**Your objective**.
Answer from the article on whale-detecting buoys:
(a) How many North Atlantic right whales are left in the world?
(b) Off which two cities will CMA CGM deploy its buoys?
(c) For how many years is CMA CGM paying to build, maintain and operate the buoys?

**Document**.
'''

In this June 29, 2021, photo provided by Woods Hole Oceanographic Institution, an acoustic buoy floats in the water off the coast of Ocean City, Md. Acoustic buoys are equipped with technology developed at Woods Hole Oceanographic Institution, that can detect, classify, and report the sounds of marine animals in near real-time. Woods Hole is working with a French shipping company to deploy more of the buoys to protect rare North Atlantic right whales. (Mark Baugartner/Woods Hole Oceanographic Institution via AP)

A Cape Cod science center and one of the world’s largest shipping businesses are collaborating on a project to use robotic buoys to protect a vanishing whale from lethal collisions with ships.

A lab at Woods Hole Oceanographic Institution developed the technology, which uses buoys and underwater gliders to record whale sounds in near real time. The robotic recorders give scientists, mariners and the public an idea of the location of rare North Atlantic right whales, said Mark Baumgartner, a marine ecologist with Woods Hole whose lab also operates the buoys.

The whales number less than 340 in the world and ship strikes are one of the biggest threats to their existence, as they travel through some of the busiest stretches of ocean on the planet. Now, French shipping giant CMA CGM is working with Woods Hole to deploy two of the robotic buoys off of Norfolk, Virginia, and Savannah, Georgia.

CMA CGM is funding the deployment of the buoys, which will add to the data collected by six others off the East Coast, Baumgartner said. The two new buoys could be deployed for testing soon, he said.

“We have to change our industrial practices when whales are around. That’s what this tech enables,” Baumgartner said. “Having the industry tell us what works and what doesn’t is the best way to have solutions that will actually be implemented.”

The whales were once abundant off the East Coast, but their populations were decimated generations ago by commercial whaling. These days, they’re vulnerable to ship collisions and entanglement in fishing gear. And they’ve dwindled in population in recent years because of high mortality and poor reproduction.

The whales are aided by a complex network of protected areas and shipping restrictions. However, scientists have sounded alarms recently that the whales have been straying outside of protected areas in search of food as waters warm. That has made them more vulnerable.

Representatives for CMA CGM, which has a U.S. headquarters in Norfolk, said the company chose to locate buoys off the Virginia city and Savannah because those are among the busiest shipping ports in the United States. Ed Aldridge, president of CMA CGM America, said it’s an effort to “responsibly share the ocean with marine mammals and protect endangered species.”

The company is paying for the construction, maintenance and operation of the buoys for three years, said Heather Wood, director of sustainability for CMA CGM America. The company declined to disclose the cost of the project. It hopes to build a consortium of shippers that use this kind of technology to protect whales, Wood said.

“It’s an investment we’re making in the future of the seas and the future of the right whale,” she said.

'''

**Records shown**.
'''

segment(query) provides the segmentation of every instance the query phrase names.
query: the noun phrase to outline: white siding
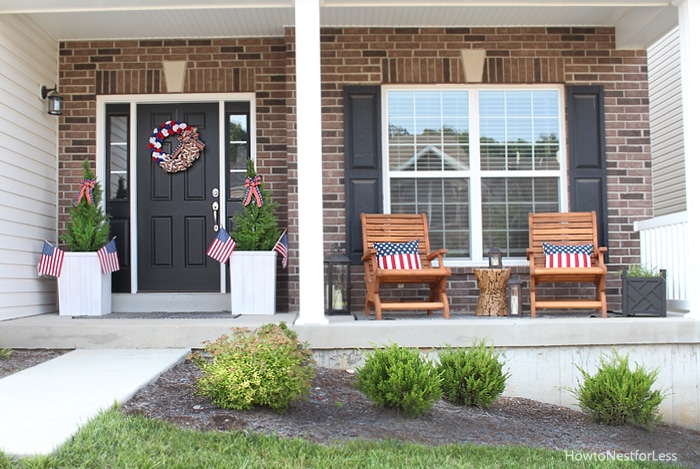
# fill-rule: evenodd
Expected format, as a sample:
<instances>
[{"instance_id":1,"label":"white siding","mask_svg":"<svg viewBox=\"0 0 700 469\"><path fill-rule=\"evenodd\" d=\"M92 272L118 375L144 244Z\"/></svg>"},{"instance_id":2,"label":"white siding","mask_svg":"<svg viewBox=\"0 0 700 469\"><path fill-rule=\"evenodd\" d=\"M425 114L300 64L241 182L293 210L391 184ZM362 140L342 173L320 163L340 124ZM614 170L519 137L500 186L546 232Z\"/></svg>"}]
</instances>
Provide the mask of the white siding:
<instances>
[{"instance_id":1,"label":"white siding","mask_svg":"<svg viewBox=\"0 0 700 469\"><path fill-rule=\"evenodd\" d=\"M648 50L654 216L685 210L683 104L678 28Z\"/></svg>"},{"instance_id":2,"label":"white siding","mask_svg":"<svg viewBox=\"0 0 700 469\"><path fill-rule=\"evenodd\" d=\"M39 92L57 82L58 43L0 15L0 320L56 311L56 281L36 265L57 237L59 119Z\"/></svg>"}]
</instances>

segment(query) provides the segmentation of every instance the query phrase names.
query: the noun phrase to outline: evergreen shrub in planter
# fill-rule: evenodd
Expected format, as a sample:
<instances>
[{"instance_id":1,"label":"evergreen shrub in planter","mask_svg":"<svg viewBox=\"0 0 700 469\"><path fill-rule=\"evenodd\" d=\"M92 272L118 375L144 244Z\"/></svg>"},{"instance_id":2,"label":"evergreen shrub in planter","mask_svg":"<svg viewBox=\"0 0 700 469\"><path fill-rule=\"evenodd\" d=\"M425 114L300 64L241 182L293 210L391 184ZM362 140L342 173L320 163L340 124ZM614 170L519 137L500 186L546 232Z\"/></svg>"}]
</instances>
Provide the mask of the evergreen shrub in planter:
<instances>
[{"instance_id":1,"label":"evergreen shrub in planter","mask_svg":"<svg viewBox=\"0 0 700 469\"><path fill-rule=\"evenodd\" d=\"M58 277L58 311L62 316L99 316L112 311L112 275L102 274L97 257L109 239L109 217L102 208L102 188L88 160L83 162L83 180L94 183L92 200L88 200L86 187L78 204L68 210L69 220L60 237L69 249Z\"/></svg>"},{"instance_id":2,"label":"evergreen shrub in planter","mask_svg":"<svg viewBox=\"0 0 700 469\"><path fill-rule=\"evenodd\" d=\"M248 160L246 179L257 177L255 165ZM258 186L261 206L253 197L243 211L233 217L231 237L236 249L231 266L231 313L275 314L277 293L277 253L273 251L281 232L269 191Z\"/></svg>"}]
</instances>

'''
'''

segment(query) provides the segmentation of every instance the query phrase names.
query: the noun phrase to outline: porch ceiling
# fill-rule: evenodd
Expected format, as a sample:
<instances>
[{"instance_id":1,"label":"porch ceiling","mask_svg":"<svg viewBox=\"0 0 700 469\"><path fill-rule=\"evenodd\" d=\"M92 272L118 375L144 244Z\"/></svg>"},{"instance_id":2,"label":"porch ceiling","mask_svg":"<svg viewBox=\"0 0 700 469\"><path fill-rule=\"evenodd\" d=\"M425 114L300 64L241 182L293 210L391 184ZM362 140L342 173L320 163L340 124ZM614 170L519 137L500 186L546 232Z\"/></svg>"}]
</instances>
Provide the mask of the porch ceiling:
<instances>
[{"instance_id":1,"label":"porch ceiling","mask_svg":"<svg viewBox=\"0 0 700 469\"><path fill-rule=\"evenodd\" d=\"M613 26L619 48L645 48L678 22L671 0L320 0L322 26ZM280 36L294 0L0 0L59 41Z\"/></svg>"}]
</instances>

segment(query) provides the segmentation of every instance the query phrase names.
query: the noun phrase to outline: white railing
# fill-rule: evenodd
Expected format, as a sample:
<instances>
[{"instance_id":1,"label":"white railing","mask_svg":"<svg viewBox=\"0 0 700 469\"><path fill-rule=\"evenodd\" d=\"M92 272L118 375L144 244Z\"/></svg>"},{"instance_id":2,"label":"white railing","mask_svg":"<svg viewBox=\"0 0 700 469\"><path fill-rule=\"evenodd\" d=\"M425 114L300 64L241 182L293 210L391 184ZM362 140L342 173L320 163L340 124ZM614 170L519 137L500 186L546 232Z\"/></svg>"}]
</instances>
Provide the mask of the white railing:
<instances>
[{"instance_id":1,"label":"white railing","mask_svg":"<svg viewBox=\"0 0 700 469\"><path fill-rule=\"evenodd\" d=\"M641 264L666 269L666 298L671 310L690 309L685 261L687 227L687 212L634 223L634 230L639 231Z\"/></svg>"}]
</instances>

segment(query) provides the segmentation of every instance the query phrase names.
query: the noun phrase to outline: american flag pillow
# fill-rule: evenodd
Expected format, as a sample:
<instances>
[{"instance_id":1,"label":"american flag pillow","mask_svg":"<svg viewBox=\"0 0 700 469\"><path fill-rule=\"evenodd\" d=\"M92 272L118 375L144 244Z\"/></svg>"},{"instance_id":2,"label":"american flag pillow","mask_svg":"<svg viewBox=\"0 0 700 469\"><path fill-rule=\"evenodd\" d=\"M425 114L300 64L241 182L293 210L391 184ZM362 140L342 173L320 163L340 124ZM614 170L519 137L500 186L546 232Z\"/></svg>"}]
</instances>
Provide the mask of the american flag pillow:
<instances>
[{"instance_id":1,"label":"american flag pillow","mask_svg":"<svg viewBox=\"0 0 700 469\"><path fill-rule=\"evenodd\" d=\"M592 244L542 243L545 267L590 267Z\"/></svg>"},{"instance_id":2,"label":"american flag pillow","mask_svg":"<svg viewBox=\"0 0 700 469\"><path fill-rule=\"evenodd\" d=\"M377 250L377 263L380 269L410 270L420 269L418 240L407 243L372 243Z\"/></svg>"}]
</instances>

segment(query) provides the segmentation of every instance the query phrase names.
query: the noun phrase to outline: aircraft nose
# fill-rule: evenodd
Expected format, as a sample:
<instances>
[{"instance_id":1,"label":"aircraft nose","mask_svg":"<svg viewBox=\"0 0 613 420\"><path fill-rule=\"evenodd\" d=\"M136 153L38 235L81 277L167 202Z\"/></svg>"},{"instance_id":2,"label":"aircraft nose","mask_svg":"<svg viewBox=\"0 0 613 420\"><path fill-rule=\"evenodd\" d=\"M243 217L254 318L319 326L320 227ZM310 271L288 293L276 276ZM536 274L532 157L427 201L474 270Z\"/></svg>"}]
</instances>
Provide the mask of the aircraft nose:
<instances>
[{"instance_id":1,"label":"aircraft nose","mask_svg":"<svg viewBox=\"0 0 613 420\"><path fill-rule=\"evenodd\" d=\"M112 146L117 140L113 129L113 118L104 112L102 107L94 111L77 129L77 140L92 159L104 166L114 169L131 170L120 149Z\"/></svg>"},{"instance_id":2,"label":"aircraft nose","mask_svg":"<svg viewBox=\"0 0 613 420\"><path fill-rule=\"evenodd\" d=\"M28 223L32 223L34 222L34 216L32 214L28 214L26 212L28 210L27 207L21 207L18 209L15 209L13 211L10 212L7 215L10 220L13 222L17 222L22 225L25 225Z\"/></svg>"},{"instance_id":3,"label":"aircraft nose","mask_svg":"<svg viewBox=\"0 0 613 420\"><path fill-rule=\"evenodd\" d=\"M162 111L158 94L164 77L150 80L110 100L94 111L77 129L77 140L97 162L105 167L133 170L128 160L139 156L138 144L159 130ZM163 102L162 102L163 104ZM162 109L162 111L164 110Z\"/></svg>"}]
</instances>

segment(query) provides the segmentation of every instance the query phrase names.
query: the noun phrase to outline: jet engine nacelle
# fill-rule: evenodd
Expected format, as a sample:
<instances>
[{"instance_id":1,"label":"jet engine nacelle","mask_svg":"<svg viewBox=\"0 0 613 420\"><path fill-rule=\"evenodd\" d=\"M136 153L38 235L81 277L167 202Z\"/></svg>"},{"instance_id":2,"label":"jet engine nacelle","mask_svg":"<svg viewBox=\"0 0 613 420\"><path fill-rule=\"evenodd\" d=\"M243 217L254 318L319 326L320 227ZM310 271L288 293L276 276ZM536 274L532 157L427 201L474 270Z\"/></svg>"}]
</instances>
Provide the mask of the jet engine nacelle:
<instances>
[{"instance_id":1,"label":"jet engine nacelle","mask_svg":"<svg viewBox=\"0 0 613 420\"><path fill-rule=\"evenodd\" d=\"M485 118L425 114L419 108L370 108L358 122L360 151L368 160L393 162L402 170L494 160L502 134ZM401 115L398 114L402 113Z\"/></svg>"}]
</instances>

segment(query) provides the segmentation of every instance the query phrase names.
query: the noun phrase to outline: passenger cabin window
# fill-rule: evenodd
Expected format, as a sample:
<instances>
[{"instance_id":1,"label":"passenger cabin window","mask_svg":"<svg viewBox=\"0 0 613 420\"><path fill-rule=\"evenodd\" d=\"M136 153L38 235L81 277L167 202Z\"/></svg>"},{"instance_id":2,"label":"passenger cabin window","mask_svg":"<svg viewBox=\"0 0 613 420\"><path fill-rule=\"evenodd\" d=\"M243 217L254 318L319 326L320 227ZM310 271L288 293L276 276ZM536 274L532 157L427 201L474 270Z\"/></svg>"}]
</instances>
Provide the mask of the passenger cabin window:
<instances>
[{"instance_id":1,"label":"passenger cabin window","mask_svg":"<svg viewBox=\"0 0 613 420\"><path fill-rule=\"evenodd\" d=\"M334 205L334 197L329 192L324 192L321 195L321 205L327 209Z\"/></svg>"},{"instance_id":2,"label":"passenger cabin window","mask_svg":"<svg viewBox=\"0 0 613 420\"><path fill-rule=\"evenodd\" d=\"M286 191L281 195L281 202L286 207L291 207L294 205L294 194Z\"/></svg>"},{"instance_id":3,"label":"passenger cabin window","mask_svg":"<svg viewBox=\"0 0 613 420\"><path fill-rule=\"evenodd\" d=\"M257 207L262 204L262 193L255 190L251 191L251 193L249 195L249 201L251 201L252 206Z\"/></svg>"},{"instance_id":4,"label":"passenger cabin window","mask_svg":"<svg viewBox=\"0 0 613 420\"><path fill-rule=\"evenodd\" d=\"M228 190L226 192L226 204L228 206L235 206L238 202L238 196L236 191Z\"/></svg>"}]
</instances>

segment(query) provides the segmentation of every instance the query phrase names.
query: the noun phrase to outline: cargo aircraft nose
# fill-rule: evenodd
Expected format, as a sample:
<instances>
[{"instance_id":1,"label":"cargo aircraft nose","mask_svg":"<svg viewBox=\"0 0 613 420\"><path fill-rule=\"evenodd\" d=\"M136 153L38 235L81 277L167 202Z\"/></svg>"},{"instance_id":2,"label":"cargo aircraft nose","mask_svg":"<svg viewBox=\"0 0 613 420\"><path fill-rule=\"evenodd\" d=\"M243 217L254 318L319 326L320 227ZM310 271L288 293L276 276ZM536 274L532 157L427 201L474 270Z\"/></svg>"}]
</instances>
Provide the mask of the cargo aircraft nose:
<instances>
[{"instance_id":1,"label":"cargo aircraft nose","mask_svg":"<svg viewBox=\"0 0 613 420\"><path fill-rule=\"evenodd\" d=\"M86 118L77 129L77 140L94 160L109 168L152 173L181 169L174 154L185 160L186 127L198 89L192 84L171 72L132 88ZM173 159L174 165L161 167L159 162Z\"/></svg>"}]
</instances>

'''
'''

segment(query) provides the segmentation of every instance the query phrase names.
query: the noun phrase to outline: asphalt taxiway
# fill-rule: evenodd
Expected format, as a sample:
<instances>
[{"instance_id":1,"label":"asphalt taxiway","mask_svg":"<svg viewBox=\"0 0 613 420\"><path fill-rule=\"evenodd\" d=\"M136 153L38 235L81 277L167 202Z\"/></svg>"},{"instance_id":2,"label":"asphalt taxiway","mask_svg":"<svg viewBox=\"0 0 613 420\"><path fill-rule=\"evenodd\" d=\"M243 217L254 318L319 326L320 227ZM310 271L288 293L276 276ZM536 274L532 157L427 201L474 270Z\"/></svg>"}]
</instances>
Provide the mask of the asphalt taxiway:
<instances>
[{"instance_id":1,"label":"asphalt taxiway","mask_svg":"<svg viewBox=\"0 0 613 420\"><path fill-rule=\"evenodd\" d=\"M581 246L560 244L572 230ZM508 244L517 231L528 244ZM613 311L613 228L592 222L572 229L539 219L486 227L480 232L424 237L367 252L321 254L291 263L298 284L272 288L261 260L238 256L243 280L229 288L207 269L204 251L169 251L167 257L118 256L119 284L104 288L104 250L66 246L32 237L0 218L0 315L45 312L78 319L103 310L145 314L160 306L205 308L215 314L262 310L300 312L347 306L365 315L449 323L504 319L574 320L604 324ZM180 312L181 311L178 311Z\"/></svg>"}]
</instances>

'''

**Worked answer**.
(a) Fewer than 340.
(b) Norfolk, Virginia, and Savannah, Georgia.
(c) Three years.